EXTRACTED TEXT:

Why do we need minerals in our diet?
In one sentence: Our bodies can’t produce all of the nutrients that we need to function properly, so we have to eat them.
To understand why we need to eat minerals, it’s best to first understand what minerals are. Minerals are inorganic substances, which occur naturally in non-living things such as water, rocks and soil, as well as in plants and animals. Some minerals are for our cells to function properly, so they are actively taken into plants from the soil and water. We obtain minerals when they eat plants, as well as from water.
What do dietary minerals do?
The minerals in our diet are essential for a variety of bodily functions. They are important for building strong bones and teeth, blood, skin, hair, nerve function, muscle and for metabolic processes such as those that turn the food we eat into energy. This means that minerals are needed for the body to work properly, for growth and development, and overall, for maintaining normal health.
Different minerals are required in different amounts but they are all essential. Minerals are grouped depending on how much they are needed on a daily basis so the minerals that are needed more in bigger amounts on a daily basis are known as the minerals, macro-minerals or major minerals. The minerals that are needed less and in smaller amounts are known as micro-minerals or “trace elements”.
Children, pregnant and breastfeeding mothers and older people may need to adjust their intake depending on the type of mineral. It is also important to note that excessively high intakes of minerals can be toxic (harmful).
No nutrient can single-handedly change the way our body or organs work. It is balance that brings it all together. Read about the balance of iron that we need.
Did you know? As few as 20 of the iron tablets, used to treat anaemia, can be enough to kill.

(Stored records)
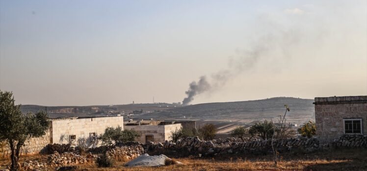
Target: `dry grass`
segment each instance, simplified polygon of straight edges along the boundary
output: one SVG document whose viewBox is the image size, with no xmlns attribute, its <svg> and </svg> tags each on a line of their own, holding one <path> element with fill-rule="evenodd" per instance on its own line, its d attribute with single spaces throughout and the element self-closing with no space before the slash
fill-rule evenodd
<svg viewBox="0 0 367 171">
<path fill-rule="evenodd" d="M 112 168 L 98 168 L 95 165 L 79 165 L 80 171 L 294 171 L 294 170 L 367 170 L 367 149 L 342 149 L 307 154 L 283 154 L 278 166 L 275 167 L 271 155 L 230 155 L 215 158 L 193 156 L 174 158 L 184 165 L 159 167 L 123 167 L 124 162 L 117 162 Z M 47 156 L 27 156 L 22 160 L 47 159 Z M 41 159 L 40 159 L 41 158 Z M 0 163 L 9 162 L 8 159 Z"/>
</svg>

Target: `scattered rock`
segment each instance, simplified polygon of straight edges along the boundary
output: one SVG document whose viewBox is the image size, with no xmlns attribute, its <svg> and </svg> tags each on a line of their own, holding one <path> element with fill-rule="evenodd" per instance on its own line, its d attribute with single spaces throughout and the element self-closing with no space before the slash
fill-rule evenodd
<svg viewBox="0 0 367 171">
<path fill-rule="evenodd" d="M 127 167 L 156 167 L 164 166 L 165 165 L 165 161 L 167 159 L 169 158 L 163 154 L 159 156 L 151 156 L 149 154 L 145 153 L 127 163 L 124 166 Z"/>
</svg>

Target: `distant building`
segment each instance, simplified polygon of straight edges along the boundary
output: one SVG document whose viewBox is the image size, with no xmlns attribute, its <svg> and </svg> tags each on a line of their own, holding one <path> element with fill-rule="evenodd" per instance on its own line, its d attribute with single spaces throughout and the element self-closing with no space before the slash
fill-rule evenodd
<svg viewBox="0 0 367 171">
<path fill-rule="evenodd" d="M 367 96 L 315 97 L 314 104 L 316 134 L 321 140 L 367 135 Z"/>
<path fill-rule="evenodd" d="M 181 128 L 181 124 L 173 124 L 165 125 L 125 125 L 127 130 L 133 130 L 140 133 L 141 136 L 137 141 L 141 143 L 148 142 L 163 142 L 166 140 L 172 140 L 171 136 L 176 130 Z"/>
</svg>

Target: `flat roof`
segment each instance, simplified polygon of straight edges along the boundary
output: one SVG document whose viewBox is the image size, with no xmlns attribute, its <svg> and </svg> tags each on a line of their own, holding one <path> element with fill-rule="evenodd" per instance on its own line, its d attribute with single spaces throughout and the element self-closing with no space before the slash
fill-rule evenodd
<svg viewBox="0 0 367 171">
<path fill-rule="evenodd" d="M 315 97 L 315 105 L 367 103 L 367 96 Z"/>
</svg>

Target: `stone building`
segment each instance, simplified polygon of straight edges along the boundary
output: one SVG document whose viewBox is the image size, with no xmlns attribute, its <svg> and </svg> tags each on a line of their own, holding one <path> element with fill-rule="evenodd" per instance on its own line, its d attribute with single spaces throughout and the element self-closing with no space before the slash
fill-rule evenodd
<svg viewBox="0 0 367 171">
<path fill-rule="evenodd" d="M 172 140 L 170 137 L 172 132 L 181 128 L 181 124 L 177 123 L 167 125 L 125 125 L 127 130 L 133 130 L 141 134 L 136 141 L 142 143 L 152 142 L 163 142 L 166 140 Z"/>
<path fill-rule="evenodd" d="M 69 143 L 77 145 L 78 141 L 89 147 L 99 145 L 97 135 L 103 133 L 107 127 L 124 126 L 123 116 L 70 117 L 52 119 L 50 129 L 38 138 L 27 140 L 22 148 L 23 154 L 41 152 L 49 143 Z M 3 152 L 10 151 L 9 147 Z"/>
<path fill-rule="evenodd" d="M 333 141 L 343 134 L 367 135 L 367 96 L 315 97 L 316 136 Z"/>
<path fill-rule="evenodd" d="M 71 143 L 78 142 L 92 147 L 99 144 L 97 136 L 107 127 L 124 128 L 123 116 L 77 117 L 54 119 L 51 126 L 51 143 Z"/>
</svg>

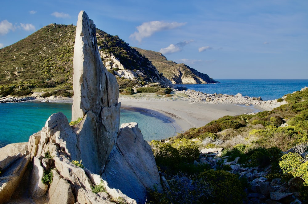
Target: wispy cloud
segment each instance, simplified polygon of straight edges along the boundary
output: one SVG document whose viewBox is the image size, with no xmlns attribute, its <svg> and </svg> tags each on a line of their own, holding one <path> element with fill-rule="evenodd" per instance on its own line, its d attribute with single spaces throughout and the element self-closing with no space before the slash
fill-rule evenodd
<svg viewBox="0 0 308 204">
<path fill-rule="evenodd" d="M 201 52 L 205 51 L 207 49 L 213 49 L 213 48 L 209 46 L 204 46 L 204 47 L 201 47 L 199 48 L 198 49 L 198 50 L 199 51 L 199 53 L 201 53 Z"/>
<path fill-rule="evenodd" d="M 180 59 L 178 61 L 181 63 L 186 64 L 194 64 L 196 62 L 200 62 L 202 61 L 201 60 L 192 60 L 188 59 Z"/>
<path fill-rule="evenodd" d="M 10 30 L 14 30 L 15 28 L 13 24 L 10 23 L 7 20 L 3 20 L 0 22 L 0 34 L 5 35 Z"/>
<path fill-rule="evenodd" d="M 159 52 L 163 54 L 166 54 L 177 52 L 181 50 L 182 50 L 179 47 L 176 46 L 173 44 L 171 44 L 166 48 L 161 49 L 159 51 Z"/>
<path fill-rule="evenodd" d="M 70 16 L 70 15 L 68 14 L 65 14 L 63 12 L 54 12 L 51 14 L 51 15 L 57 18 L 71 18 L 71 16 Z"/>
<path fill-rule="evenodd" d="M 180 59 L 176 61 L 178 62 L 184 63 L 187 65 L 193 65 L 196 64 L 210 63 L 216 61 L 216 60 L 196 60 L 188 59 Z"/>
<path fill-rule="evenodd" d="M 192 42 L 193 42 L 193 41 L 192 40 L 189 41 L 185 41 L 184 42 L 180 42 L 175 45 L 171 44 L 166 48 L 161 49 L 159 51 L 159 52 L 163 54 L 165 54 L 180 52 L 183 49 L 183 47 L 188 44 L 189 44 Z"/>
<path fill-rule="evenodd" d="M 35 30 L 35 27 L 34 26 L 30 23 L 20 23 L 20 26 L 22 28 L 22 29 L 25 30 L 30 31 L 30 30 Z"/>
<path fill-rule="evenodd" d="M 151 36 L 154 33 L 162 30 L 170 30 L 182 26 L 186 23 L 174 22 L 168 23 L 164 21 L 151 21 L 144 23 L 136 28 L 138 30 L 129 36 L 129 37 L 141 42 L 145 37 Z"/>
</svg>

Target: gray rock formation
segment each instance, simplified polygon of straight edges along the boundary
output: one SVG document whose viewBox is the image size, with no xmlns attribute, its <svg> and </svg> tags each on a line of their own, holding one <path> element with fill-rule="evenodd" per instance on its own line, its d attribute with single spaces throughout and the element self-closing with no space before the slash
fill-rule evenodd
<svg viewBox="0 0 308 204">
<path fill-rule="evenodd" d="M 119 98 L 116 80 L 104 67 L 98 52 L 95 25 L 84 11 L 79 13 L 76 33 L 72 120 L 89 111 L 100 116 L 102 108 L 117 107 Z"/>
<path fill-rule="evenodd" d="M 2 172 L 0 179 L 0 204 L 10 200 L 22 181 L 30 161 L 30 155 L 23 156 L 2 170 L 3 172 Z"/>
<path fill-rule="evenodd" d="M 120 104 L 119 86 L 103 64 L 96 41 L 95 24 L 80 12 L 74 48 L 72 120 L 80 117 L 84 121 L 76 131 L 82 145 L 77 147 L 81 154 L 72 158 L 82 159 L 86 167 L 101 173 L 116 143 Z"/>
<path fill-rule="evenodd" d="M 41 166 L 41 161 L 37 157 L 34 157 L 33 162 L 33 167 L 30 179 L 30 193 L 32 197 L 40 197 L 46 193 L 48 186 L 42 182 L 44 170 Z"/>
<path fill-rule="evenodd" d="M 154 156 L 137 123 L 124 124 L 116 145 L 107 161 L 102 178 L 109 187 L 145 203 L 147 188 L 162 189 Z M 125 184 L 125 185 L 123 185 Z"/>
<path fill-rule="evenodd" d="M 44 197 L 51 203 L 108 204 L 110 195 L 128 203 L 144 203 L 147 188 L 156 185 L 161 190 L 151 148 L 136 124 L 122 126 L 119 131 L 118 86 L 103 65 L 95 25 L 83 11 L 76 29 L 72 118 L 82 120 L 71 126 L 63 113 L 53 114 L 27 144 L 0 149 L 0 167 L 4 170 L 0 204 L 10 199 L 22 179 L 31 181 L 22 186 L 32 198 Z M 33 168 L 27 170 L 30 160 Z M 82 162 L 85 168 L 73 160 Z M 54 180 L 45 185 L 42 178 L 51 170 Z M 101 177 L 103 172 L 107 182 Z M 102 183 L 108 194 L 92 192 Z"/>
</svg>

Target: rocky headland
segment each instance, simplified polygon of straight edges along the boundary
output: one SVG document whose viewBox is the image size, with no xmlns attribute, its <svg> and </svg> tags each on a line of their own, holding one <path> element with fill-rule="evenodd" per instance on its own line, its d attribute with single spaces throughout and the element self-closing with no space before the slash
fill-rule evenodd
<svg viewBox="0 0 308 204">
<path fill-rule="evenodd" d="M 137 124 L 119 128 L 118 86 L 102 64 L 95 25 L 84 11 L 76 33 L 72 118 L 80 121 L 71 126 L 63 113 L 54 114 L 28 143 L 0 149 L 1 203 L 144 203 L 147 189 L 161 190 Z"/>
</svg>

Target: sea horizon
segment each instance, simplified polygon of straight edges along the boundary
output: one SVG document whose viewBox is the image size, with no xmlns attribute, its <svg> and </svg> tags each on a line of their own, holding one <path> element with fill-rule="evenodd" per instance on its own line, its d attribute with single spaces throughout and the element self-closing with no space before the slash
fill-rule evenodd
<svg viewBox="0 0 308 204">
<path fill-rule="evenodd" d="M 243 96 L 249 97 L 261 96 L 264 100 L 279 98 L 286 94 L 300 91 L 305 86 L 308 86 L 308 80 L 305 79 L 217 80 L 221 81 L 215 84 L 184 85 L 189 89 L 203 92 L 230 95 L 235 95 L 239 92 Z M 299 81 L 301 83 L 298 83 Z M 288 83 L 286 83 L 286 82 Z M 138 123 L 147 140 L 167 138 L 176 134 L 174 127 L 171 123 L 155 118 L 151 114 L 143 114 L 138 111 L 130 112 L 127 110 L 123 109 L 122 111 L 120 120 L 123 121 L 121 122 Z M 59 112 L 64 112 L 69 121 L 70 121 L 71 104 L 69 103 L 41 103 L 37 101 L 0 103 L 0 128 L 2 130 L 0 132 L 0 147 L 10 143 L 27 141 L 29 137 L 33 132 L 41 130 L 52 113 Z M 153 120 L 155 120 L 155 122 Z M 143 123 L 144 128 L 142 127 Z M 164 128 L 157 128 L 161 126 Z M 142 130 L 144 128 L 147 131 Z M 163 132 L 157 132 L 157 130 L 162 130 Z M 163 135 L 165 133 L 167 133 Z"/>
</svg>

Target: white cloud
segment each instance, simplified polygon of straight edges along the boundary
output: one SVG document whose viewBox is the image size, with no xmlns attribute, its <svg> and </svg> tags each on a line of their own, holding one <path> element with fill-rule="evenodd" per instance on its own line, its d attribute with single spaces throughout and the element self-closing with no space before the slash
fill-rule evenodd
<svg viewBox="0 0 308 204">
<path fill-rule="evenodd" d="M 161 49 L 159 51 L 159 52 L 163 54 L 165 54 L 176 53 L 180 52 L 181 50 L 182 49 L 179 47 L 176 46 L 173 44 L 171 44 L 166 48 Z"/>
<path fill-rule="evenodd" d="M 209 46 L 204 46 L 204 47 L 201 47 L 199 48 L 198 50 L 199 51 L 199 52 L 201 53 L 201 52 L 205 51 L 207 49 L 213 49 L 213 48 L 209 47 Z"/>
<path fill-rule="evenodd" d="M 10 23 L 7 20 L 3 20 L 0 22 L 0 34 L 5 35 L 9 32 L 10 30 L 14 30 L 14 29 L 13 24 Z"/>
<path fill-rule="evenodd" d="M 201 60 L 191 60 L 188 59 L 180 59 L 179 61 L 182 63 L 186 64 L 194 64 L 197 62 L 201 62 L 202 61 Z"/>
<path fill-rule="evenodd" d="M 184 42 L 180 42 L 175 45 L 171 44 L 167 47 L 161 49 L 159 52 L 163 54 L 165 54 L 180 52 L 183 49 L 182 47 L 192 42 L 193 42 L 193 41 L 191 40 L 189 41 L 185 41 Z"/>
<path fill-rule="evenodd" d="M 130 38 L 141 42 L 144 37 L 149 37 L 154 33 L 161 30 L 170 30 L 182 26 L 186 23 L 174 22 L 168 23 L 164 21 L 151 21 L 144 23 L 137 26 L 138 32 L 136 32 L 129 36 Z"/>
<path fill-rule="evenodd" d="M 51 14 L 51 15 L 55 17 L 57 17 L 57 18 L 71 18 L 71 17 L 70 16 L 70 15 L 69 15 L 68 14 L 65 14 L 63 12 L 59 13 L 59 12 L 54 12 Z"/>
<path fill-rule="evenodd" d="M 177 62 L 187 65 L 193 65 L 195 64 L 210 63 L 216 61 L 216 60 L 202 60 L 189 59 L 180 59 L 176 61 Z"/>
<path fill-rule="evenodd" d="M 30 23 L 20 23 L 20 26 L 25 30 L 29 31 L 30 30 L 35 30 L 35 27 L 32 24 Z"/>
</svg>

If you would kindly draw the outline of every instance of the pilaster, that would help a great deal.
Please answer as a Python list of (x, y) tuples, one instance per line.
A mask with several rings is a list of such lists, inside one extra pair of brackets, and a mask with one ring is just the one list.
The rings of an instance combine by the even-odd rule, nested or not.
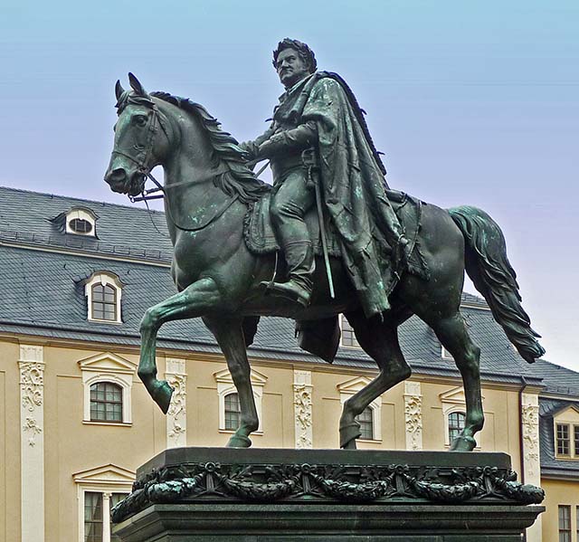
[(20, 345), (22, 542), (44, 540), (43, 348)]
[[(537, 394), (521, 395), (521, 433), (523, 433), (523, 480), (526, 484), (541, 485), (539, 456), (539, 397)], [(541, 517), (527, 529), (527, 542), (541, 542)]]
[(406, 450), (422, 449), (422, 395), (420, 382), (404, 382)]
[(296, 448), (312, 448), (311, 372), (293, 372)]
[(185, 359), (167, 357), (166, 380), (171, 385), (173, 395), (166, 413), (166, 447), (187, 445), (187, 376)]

EXERCISES:
[A] Please reproduce the part of the minerals text starting with "To understand why" and going on through "as from water.".
[B] For each statement below, answer yes or no according to the minerals text, and quote the words from it that settle the matter: (i) Minerals occur naturally in water, rocks and soil. (ii) Minerals needed in smaller amounts are called major minerals. (iii) Excessively high intakes of minerals can be harmful.
The records are separate from the minerals text.

SOLUTIONS TO EACH TASK:
[A]
To understand why we need to eat minerals, it’s best to first understand what minerals are. Minerals are inorganic substances, which occur naturally in non-living things such as water, rocks and soil, as well as in plants and animals. Some minerals are for our cells to function properly, so they are actively taken into plants from the soil and water. We obtain minerals when they eat plants, as well as from water.

[B]
(i) Yes: "which occur naturally in non-living things such as water, rocks and soil"
(ii) No: "The minerals that are needed less and in smaller amounts are known as micro-minerals or “trace elements”."
(iii) Yes: "excessively high intakes of minerals can be toxic (harmful)"